__What is expected__.
Each line of the listing below must be retyped as given.

:::

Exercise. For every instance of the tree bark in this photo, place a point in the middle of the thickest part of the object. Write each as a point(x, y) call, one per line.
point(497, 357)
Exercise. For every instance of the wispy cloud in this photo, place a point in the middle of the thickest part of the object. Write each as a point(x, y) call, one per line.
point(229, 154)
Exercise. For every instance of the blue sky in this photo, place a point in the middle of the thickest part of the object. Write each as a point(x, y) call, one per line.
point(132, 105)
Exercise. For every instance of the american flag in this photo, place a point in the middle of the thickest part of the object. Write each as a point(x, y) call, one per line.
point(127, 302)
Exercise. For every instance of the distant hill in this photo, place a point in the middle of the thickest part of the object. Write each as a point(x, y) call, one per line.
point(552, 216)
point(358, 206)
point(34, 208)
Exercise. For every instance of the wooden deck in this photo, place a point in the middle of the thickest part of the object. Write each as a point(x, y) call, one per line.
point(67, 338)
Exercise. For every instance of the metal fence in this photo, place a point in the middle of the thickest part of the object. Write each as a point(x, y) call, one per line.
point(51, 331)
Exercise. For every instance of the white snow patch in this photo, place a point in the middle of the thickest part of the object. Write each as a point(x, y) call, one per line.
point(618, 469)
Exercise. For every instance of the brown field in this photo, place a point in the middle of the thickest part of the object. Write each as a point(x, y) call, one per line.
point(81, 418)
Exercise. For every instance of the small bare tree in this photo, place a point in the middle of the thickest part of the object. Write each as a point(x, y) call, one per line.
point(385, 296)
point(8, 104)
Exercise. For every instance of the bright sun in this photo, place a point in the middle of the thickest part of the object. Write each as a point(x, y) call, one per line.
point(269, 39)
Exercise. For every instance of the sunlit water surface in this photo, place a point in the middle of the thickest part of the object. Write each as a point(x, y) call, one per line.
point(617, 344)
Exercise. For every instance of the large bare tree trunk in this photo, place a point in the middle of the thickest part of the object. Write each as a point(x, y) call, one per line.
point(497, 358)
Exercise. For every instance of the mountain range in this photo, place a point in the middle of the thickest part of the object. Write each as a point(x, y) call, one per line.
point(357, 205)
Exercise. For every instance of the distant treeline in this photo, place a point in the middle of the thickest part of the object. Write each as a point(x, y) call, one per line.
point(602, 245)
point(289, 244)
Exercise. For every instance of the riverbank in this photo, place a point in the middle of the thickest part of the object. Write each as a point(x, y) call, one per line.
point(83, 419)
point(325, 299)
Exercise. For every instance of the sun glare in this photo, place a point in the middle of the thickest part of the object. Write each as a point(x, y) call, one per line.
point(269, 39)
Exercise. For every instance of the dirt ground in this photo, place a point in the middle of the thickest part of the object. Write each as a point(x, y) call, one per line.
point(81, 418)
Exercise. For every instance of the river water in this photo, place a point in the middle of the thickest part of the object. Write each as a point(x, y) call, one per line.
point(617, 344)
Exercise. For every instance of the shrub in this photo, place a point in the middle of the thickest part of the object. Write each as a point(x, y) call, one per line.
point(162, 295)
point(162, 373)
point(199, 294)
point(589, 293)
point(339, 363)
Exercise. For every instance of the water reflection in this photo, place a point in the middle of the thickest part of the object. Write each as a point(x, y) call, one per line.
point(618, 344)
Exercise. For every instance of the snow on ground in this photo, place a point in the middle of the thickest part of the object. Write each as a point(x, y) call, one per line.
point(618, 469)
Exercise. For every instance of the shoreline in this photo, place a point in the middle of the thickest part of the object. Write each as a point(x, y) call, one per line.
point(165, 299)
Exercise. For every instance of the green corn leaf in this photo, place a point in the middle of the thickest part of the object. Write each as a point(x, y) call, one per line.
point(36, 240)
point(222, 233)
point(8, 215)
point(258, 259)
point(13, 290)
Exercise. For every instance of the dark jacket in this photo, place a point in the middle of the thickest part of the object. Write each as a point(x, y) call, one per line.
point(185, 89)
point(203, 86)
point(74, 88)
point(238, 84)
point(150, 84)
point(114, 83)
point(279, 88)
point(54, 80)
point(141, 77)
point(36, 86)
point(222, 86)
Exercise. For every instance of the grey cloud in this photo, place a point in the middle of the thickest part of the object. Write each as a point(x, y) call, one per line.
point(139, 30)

:::

__Task output__.
Exercise. For every instance of the tree bark in this photo, place a point in the middle of the thickest part of the object. Write each as a point(x, y) call, one per line.
point(497, 357)
Exercise. For every instance of the wispy cloud in this photo, place a point in the middle of the thickest part of the object. Write each as a point(x, y) call, one per line.
point(229, 154)
Exercise. For every instance of the blue sky in this photo, place a point in the middle of the thickest part of the object. Write each as a point(x, y) call, one per line.
point(132, 105)
Exercise. For every instance of the american flag in this photo, place a point in the middle of the thickest part of the object. Write each as a point(x, y) call, one per line.
point(127, 302)
Exercise. For every instance of the distant hill in this photo, place a point in the middle of the thickest part of the object. Write each as a point(x, y) call, one per line.
point(552, 216)
point(358, 206)
point(34, 208)
Exercise. For every instance of the wooden deck in this photo, place a point in the middle of the thickest part of the object. Write each as a point(x, y) call, one per line.
point(67, 338)
Exercise. For every instance of the metal fence in this photo, place a point in the middle of the thickest part of the object. Write each as a point(x, y) call, one per line.
point(51, 331)
Exercise. For every instance of the white snow patch in this photo, place a point in the middle of the thickest part of the object. Write each as a point(x, y) call, one per line.
point(618, 469)
Exercise. For every instance of the brown field in this photo, place a point in the middle of the thickest part of the object. Write each as a point(x, y) call, one per line.
point(81, 418)
Exercise. For every instance of the small bare tree in this photo, place a point in the middle of the thickest part of the object. Write each as a point(x, y) call, one per line.
point(385, 296)
point(8, 104)
Exercise. For every instance of the bright sun in this photo, place a point in the middle of the thickest part of the object. Write each as a point(x, y) call, one per line.
point(269, 39)
Exercise. For every instance of the sunlit water surface in this photo, place a point in the middle of the thickest part of the object. Write each as a point(x, y) call, one per line.
point(617, 344)
Exercise. For every instance of the large bare tree trunk in this photo, place a point in the middle of the thickest part of the object. Write each as a point(x, y) call, one per line.
point(497, 358)
Exercise. For every instance of the mountain range in this photo, place a point in the middle of the thickest part of the object. Write each as a point(x, y) call, one per line.
point(357, 205)
Exercise. For every instance of the distant treeline in this photo, place a point in the middle of the thickest part of the object. Write each as a point(x, y) call, one per line.
point(602, 245)
point(289, 244)
Exercise. For every instance of the riverbank in this photo, place a point in the middle of the thickest part of the object. Write each as a point(x, y) call, one per line.
point(83, 419)
point(325, 299)
Exercise. For every instance of the sun glare in this photo, place a point in the middle of the thickest part of the object. Write each as a point(x, y) call, one per line.
point(269, 39)
Exercise. For every instance of the dirt ground in this photo, place a point in the middle of the thickest part of the object. Write each as a point(x, y) call, one per line.
point(81, 418)
Exercise. For every instance of the river water in this photo, place a point in the middle of the thickest part of the object. Write each as a point(x, y) call, one per line.
point(617, 344)
Exercise. For every instance of the shrub in this photo, place a point in the middle of the thickest part of the object. Write each as a point(x, y) call, one per line.
point(162, 295)
point(162, 373)
point(199, 294)
point(589, 293)
point(339, 363)
Exercise. For every instance of the water reflection in this photo, place a point in the middle of the thickest part of the object. Write each as a point(x, y) call, one per line.
point(618, 344)
Exercise. For every instance of the snow on ground in this photo, place a point in the middle of the thickest part of the object. Write each as a point(x, y) call, one per line.
point(618, 469)
Exercise. For every instance of the shoreline in this photo, place a point in the middle of the thickest part of the object. Write each as a point(x, y) call, one per line.
point(165, 299)
Exercise. For every instance of the green corn leaf in this photo, place a point in the middle of the thickest part of the object. Write each as a point(x, y) call, one per line.
point(36, 240)
point(222, 233)
point(8, 215)
point(258, 259)
point(13, 290)
Exercise. For every instance of the dark jacket in this photo, place a point in the middle of the thickest part of the object. Write each as a point(x, y) call, one per line.
point(185, 89)
point(203, 86)
point(74, 88)
point(238, 84)
point(150, 84)
point(114, 83)
point(279, 88)
point(54, 80)
point(141, 77)
point(36, 86)
point(222, 86)
Exercise. For every instance of the grey cloud in this photo, place a point in the middle of the thickest part of the object. Write each as a point(x, y) call, one per line.
point(139, 30)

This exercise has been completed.